## start

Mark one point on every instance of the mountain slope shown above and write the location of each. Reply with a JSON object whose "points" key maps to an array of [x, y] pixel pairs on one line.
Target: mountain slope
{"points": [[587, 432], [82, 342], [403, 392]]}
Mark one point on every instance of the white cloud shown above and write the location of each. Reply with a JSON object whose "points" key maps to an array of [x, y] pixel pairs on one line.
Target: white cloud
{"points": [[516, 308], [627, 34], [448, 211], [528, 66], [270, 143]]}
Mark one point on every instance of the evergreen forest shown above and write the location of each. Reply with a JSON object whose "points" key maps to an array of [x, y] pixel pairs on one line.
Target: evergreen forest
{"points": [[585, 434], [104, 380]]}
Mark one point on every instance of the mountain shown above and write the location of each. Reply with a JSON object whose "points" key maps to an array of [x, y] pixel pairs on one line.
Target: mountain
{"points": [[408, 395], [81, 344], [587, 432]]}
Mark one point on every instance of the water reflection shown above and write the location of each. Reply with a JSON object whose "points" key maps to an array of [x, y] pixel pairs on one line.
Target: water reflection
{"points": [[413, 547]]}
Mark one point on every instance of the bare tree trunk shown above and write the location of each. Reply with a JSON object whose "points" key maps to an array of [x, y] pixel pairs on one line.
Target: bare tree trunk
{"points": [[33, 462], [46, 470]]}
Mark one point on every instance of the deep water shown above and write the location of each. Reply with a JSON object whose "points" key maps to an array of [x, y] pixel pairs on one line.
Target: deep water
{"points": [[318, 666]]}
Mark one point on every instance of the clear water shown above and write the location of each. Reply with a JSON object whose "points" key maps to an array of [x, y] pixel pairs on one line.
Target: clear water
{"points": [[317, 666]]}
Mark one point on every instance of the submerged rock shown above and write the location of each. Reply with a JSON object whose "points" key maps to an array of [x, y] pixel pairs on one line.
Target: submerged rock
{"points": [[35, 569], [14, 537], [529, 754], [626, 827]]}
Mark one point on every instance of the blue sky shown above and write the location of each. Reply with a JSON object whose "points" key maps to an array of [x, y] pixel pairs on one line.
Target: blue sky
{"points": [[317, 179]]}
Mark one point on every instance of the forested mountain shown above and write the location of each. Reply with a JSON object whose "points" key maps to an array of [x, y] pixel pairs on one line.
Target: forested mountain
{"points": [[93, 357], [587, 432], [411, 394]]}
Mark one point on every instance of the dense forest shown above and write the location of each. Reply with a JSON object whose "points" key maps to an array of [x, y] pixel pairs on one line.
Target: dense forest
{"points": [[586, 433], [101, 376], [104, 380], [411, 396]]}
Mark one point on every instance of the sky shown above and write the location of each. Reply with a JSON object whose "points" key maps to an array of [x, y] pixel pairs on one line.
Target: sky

## end

-- TASK REQUIREMENTS --
Reproduce the records in full, exactly as written.

-- ANSWER TO THIS PROBLEM --
Mark one point on every instance of the mountain slope shown above and write the location of each. Reply with a JSON object whose "points" key maps to an array of [x, y] pixel pairs on one line.
Target: mountain slope
{"points": [[587, 432], [82, 342], [403, 392]]}
Mark one point on every instance of the white cloud shown above and write the location of each. Reply with a JSON object whose "points" key maps to an array of [x, y] pixel pairs on one line.
Target: white cloud
{"points": [[516, 308], [627, 34], [448, 211], [528, 66], [270, 143]]}
Mark one point on every instance of the evergreen forest shown above and write the location of each. Reply with a JSON object whose "points" key maps to an array of [x, y] pixel pairs on one line.
Target: evergreen forest
{"points": [[585, 434], [104, 380]]}
Mark one point on every instance of the mountain shown above and write the location of each. Reply with a JSON object whose "points" key maps to an array of [x, y] pixel pairs on one line.
Target: mountain
{"points": [[408, 395], [81, 344], [587, 432]]}
Mark one point on every instance of the water reflection shown above and write the location of each. Reply with a JSON object whose "points" key maps to an array of [x, y] pixel pairs on one line.
Target: water reflection
{"points": [[413, 547]]}
Mark one point on every instance of the bare tree trunk shown above and write the location of each. Reply with a JSON object whose "points" key maps to an array of [x, y] pixel pairs on one line.
Target: bare tree trunk
{"points": [[33, 462], [46, 470]]}
Mark one point on every instance of the deep water shown above and write the location of each. Reply with a JSON object whose "points" key maps to an array of [x, y] pixel pairs on one line.
Target: deep water
{"points": [[318, 666]]}
Mark one point on every instance of the clear water shown above and write the location of each. Reply with a JSON object whose "points" key maps to an array of [x, y] pixel pairs on one line.
Target: clear water
{"points": [[317, 666]]}
Mark one point on every instance of the submerged rock shown above and write the location of each. Reply with a JSON object whose "points" key maps to an array of [x, y] pixel pairs on one line.
Target: submerged rock
{"points": [[35, 569], [14, 537], [529, 754], [626, 827]]}
Mark one point on every instance of the blue sky shown above and write the location of each. Reply with a JSON object whose "points" key maps to an array of [x, y] pixel pairs on one line.
Target: blue sky
{"points": [[317, 179]]}
Mark one point on every instance of the forested mountain shown above and write the location of each. Reply with a JSON object whose "points" key maps to an array of [x, y] pixel pairs on one line.
Target: forested mountain
{"points": [[93, 357], [587, 432], [411, 394]]}
Mark one point on every instance of the dense forest shown above and write the location of each. Reply with a JSON object whose "points" key maps to an array of [x, y] pixel pairs on one line.
Target: dense forest
{"points": [[586, 433], [101, 376], [104, 380], [411, 396]]}
Mark one point on every instance of the sky shown above and write the location of each. Reply with a JSON object whose "points" key maps to an array of [x, y] pixel pairs on one line.
Target: sky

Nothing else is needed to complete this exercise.